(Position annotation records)
-- BEGIN --

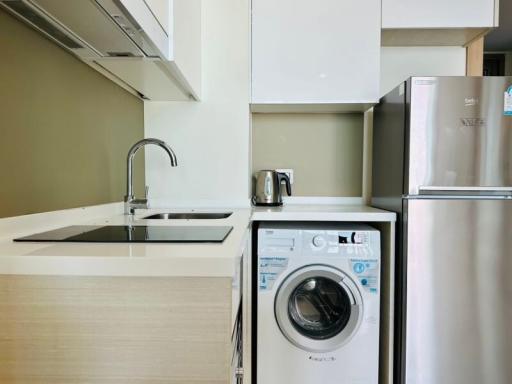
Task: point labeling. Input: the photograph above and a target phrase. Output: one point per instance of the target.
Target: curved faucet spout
(130, 202)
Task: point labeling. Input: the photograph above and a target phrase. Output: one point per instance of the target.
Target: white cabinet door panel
(325, 51)
(438, 13)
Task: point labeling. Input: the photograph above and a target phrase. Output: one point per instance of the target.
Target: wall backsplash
(64, 128)
(325, 151)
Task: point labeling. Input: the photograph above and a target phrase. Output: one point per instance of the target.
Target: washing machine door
(318, 308)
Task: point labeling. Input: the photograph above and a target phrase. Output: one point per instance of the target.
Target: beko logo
(470, 101)
(322, 359)
(472, 121)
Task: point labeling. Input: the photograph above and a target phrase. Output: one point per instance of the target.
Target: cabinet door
(326, 51)
(438, 13)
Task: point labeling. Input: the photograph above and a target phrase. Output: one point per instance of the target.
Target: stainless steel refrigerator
(442, 159)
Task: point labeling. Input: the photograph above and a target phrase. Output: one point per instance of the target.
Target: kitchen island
(118, 313)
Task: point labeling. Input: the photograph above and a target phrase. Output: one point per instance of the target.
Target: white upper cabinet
(161, 10)
(436, 22)
(319, 55)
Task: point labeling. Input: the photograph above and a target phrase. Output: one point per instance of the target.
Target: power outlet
(288, 171)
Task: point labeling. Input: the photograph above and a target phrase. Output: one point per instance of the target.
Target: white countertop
(119, 259)
(356, 213)
(150, 259)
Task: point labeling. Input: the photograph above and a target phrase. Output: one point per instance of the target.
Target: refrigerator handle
(465, 191)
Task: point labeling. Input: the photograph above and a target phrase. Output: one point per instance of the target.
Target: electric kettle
(268, 188)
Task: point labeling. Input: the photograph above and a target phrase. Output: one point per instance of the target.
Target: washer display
(314, 304)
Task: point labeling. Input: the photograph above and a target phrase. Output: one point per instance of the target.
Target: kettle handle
(284, 177)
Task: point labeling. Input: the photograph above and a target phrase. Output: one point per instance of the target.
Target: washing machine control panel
(356, 248)
(335, 242)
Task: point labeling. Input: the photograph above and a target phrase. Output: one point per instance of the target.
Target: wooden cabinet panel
(115, 330)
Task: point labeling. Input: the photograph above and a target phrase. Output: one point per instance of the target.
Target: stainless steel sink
(189, 216)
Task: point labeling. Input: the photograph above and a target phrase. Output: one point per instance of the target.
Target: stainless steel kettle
(267, 189)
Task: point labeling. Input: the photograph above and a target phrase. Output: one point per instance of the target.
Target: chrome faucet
(130, 202)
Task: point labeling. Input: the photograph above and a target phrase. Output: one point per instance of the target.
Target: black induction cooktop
(132, 234)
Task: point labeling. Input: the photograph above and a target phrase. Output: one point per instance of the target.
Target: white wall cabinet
(174, 28)
(315, 56)
(436, 22)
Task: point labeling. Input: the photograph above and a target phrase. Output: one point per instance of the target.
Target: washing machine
(317, 303)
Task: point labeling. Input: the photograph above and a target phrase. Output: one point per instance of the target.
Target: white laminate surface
(119, 259)
(150, 259)
(322, 213)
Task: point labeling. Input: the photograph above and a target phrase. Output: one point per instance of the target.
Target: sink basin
(189, 216)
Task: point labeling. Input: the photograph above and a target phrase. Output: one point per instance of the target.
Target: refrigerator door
(459, 292)
(459, 133)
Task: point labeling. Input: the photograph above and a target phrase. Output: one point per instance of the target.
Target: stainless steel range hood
(123, 39)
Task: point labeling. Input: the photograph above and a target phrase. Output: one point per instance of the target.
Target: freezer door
(459, 292)
(459, 134)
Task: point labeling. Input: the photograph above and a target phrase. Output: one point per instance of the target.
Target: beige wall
(325, 151)
(64, 128)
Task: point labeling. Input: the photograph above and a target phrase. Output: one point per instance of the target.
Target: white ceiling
(501, 38)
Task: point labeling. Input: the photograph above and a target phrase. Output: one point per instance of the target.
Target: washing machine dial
(318, 241)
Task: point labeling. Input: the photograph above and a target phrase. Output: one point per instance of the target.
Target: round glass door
(318, 308)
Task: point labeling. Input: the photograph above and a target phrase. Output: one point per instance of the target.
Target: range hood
(123, 39)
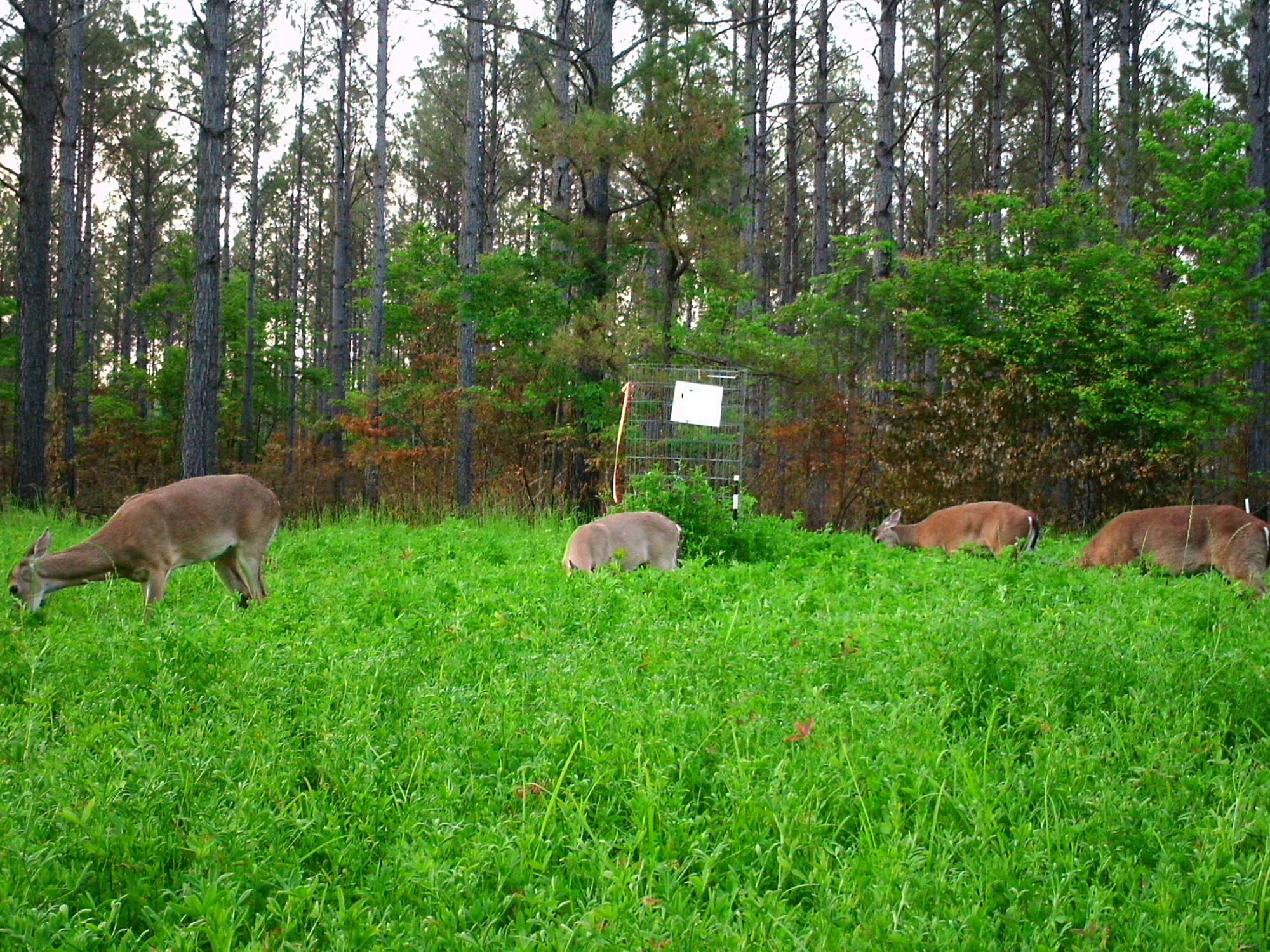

-- END --

Report every line of the records that contains the string "sink", treating uppercase and lowercase as distinct.

Target: stainless steel sink
Target: sink basin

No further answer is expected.